### INSTRUCTION
Arrange every line of the data below as a numbered list, skipping blank lines and leaving out the pictures.

### SUPPLIED MATERIAL
---
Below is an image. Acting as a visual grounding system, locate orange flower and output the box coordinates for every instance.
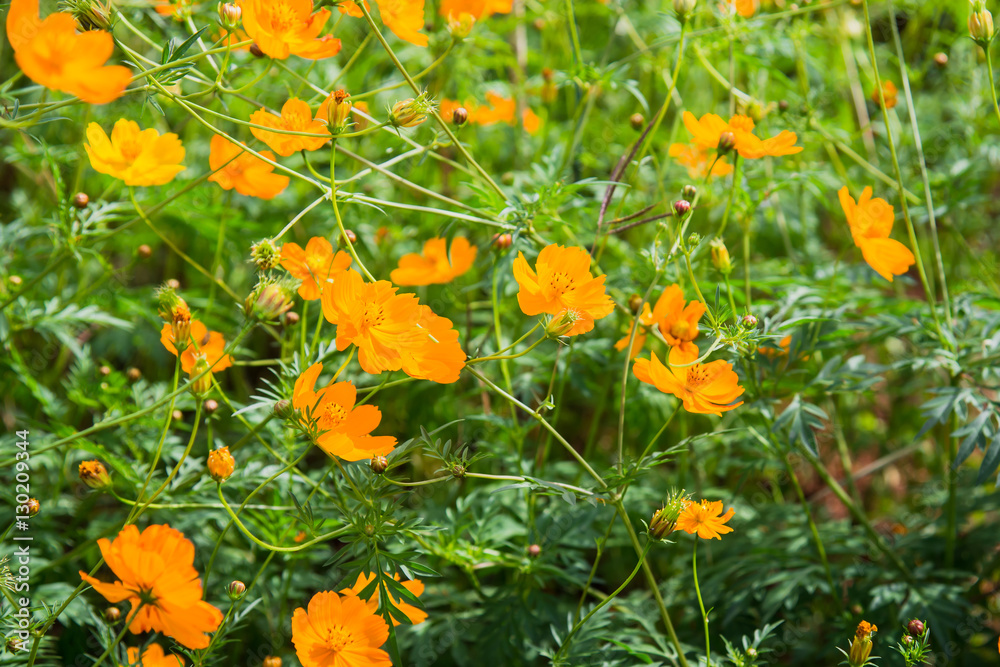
[389,236,476,285]
[439,0,514,21]
[83,118,184,185]
[127,642,184,667]
[632,347,743,417]
[726,0,759,19]
[80,525,222,649]
[872,81,899,109]
[250,97,330,157]
[684,111,802,159]
[292,591,392,667]
[514,243,615,336]
[322,270,465,384]
[677,500,736,540]
[208,134,288,199]
[837,186,916,282]
[292,364,396,461]
[160,320,233,375]
[7,0,132,104]
[340,572,427,626]
[236,0,340,60]
[281,236,351,301]
[372,0,427,46]
[670,144,733,179]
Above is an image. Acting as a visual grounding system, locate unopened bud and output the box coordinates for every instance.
[219,2,243,30]
[208,447,236,484]
[716,132,736,155]
[250,239,281,271]
[80,460,111,491]
[368,456,389,475]
[226,579,247,602]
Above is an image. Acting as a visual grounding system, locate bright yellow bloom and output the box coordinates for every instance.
[684,111,802,160]
[292,591,392,667]
[7,0,132,104]
[837,186,917,282]
[83,118,184,185]
[514,243,615,336]
[340,572,427,626]
[236,0,340,60]
[632,347,743,417]
[389,236,476,285]
[250,97,330,157]
[677,500,736,540]
[208,134,288,199]
[80,525,222,649]
[292,364,396,461]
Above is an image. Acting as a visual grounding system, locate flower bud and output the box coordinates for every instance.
[250,239,281,271]
[208,447,236,484]
[389,97,427,127]
[545,308,581,338]
[219,2,243,30]
[226,579,247,602]
[969,3,993,44]
[188,356,212,398]
[274,398,295,419]
[493,234,514,250]
[674,0,698,23]
[716,132,736,155]
[709,238,733,276]
[368,456,389,475]
[80,460,111,491]
[649,489,688,540]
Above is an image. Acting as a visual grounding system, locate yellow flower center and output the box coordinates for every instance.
[319,403,347,430]
[326,625,354,651]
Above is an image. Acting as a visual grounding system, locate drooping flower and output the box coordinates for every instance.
[292,591,392,667]
[292,364,396,461]
[208,134,288,199]
[438,0,514,21]
[389,236,476,285]
[514,244,615,336]
[677,500,736,540]
[7,0,132,104]
[684,111,802,160]
[837,186,917,282]
[126,642,184,667]
[160,320,233,375]
[281,236,351,301]
[340,572,427,625]
[670,144,733,180]
[250,97,330,157]
[83,118,184,186]
[80,525,222,649]
[632,347,743,416]
[236,0,340,60]
[322,270,465,384]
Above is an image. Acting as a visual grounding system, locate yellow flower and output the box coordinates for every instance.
[83,118,184,185]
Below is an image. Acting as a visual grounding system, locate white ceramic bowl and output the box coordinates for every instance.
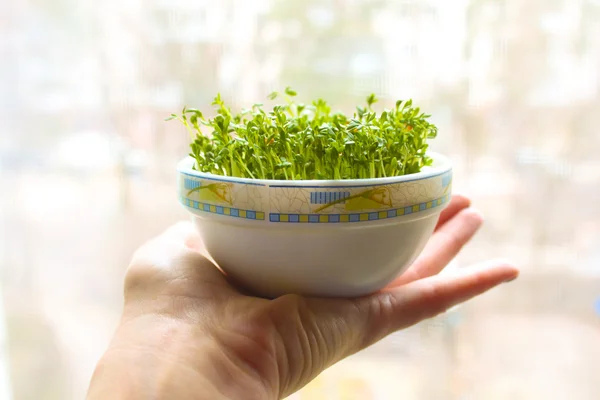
[178,154,452,297]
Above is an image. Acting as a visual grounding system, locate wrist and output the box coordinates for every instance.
[87,316,275,400]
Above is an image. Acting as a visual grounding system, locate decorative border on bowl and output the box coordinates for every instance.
[179,197,265,221]
[269,195,450,224]
[178,170,453,223]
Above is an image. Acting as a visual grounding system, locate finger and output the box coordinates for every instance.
[388,208,483,287]
[435,194,471,230]
[303,262,518,363]
[125,222,234,298]
[378,260,519,335]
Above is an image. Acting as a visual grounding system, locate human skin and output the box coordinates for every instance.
[87,196,518,400]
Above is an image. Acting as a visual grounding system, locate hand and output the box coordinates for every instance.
[88,196,518,399]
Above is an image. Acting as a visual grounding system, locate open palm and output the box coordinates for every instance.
[91,196,518,399]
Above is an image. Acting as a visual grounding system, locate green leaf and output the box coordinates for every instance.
[166,86,438,180]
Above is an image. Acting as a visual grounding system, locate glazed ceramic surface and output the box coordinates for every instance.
[178,154,452,297]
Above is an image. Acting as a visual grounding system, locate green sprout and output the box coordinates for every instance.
[167,87,438,180]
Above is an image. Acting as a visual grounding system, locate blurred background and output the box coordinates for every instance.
---
### RESPONSE
1. Below is an image. Acting as a visual grounding system, locate orange flower and output the box coordinates for every instance.
2. [389,236,476,285]
3. [439,0,514,21]
4. [83,118,184,185]
5. [127,642,184,667]
6. [632,347,743,417]
7. [726,0,759,19]
8. [80,525,222,649]
9. [872,81,899,109]
10. [250,97,330,157]
11. [684,111,802,159]
12. [292,591,392,667]
13. [514,243,615,336]
14. [322,270,465,384]
15. [677,500,736,540]
16. [208,134,288,199]
17. [837,186,916,282]
18. [292,364,396,461]
19. [160,320,233,375]
20. [7,0,132,104]
21. [340,572,427,626]
22. [236,0,340,60]
23. [281,236,351,301]
24. [372,0,427,46]
25. [670,144,733,179]
26. Above is an image. Acting as a visual grounding system, locate unopened bud and output the box coordinates for every instance.
27. [219,2,243,30]
28. [208,447,236,484]
29. [716,132,736,155]
30. [250,239,281,271]
31. [80,460,111,491]
32. [368,456,389,475]
33. [226,579,247,602]
34. Above is an image. Acting as a visual grounding system, locate bright yellow bloom and output the box coordinates for every instance.
35. [684,111,802,160]
36. [292,591,392,667]
37. [7,0,132,104]
38. [837,186,917,282]
39. [83,118,184,185]
40. [514,243,615,336]
41. [340,572,427,626]
42. [236,0,340,60]
43. [632,347,743,417]
44. [389,236,476,285]
45. [250,97,330,157]
46. [677,500,736,540]
47. [208,134,288,199]
48. [80,525,222,649]
49. [292,364,396,461]
50. Above is an image. Acting as a visual grounding system, locate flower bud and output the box coordinates for every instance.
51. [250,239,281,271]
52. [208,447,236,484]
53. [389,97,427,127]
54. [545,308,581,338]
55. [219,2,243,30]
56. [226,579,247,602]
57. [969,3,993,44]
58. [188,356,212,398]
59. [274,398,295,419]
60. [493,234,514,250]
61. [674,0,698,23]
62. [716,132,736,155]
63. [709,238,733,276]
64. [368,456,389,475]
65. [80,460,111,491]
66. [649,489,688,540]
67. Above is an image. Acting as a visual grounding system, locate yellow flower center and output the box coordinates for every instance.
68. [319,403,347,430]
69. [326,625,354,651]
70. Above is an image. Acting as a visual grounding system, locate drooping flower and output the box coordinates for every instance.
71. [292,591,392,667]
72. [292,364,396,461]
73. [208,134,288,199]
74. [438,0,514,21]
75. [389,236,476,285]
76. [514,244,615,336]
77. [677,500,736,540]
78. [7,0,132,104]
79. [684,111,802,160]
80. [837,186,917,282]
81. [126,642,184,667]
82. [160,320,233,375]
83. [281,236,351,301]
84. [340,572,427,625]
85. [670,144,733,180]
86. [250,97,330,157]
87. [83,118,184,186]
88. [80,525,222,649]
89. [632,347,743,416]
90. [236,0,340,60]
91. [322,270,465,384]
92. Above is an image. Acting as a visual grounding system, locate yellow flower and output the box coordinates for every instance.
93. [83,118,184,185]
94. Below is an image. Acting as a visual grounding system, locate white ceramic bowl and output the box coordinates for every instance.
95. [178,154,452,297]
96. Above is an image. Acting as a visual grounding system, locate wrist and output the box coordinates for every instance.
97. [87,316,275,400]
98. Above is an image. Acting as a visual grounding system, locate decorative border on bowl and output the box coordinates for every instance.
99. [179,197,265,221]
100. [269,195,450,224]
101. [178,170,453,223]
102. Above is an image. Acting as a visual grounding system, locate finger and output the box coordinates for every instance.
103. [388,208,483,287]
104. [435,194,471,230]
105. [303,262,518,363]
106. [125,222,234,298]
107. [378,260,519,335]
108. Above is an image. Acting as a visual grounding system, locate human skin and output the box coordinates for every instance.
109. [87,196,518,400]
110. Above is an image. Acting as a visual grounding system, locate hand and output the box coordinates for every instance.
111. [88,196,518,399]
112. Above is an image. Acting as a visual grounding system, locate open palm and output the box coordinates for every instance.
113. [91,196,518,399]
114. Above is an image. Acting as a visual grounding system, locate green leaf and output the box coordinates for every instance.
115. [166,86,438,180]
116. Above is an image. Acting as a visual grounding system, locate glazed ceramic surface and output the box coordinates for every instance.
117. [178,154,452,297]
118. Above is an image. Acting as a visual grounding system, locate green sprout and output the box coordinates for every instance.
119. [167,87,438,180]
120. Above is an image. Acting as a visual grounding system, locate blurred background and output the box coordinates for every instance.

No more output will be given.